> _Document extract_
%%

With respect to information provided by Cameron to BSC prior to the Closing Date, BSC shall ensure that all individuals with such information send all originals and copies to a member of the Clean Team, who shall not provide that information to anyone other than a Clean Team member except as provided in this Order. Provided, however, that information provided by Cameron to Guidant prior to the Closing Date need not be sent to a member of the Clean Team; and provided further, however, that BSC and Guidant shall comply with any restrictions on the use and distribution of such information provided by Cameron to Guidant contained in any agreement between Cameron and Guidant.

22

3.     
The Clean Team will not share the Cameron Information with anyone at BSC except as provided below:

a.     
they may provide to BSC Senior Management, who will not share the information with anyone outside the Clean Team, outside counsel and BSC Senior Management:

(1)   
information provided by Cameron under Paragraph 6.6(f)(i) of the Securities Purchase Agreement and Paragraph 3.1 of the Convertible Promissory Note; and

(2)

%%

Collected data:
%%

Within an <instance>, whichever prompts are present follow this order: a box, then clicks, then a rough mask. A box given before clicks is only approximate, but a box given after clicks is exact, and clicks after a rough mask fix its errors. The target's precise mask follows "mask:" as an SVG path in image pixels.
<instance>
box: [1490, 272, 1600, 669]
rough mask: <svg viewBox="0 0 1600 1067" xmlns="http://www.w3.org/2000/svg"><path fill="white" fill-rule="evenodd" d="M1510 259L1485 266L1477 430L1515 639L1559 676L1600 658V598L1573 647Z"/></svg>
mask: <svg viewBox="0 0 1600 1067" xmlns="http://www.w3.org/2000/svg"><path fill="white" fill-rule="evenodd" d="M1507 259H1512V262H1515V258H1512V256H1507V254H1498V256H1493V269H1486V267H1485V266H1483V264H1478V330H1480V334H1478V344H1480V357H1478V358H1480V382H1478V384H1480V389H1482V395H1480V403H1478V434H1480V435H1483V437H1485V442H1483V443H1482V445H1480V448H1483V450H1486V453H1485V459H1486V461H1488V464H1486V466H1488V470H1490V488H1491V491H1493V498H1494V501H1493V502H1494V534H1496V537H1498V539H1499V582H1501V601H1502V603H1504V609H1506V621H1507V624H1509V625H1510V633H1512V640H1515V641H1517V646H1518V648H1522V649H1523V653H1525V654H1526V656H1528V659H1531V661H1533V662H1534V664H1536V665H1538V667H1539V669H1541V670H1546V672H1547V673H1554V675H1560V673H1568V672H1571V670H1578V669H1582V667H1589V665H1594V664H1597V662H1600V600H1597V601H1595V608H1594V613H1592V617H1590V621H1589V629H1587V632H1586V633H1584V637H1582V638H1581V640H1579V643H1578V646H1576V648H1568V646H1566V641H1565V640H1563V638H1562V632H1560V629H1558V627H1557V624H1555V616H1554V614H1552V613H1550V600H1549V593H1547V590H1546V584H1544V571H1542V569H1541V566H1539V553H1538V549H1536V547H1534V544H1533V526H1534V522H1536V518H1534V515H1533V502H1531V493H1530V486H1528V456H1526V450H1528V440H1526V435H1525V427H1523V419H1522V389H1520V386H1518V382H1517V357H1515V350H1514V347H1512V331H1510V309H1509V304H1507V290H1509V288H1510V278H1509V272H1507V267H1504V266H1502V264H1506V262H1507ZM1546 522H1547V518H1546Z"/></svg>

%%

Update the order excerpt, starting at "With respect to" and ending at "Cameron and Guidant.", with "Closing Date" changed to "Effective Date". These records are separate material and have nothing to do with the order excerpt.

With respect to information provided by Cameron to BSC prior to the Effective Date, BSC shall ensure that all individuals with such information send all originals and copies to a member of the Clean Team, who shall not provide that information to anyone other than a Clean Team member except as provided in this Order. Provided, however, that information provided by Cameron to Guidant prior to the Effective Date need not be sent to a member of the Clean Team; and provided further, however, that BSC and Guidant shall comply with any restrictions on the use and distribution of such information provided by Cameron to Guidant contained in any agreement between Cameron and Guidant.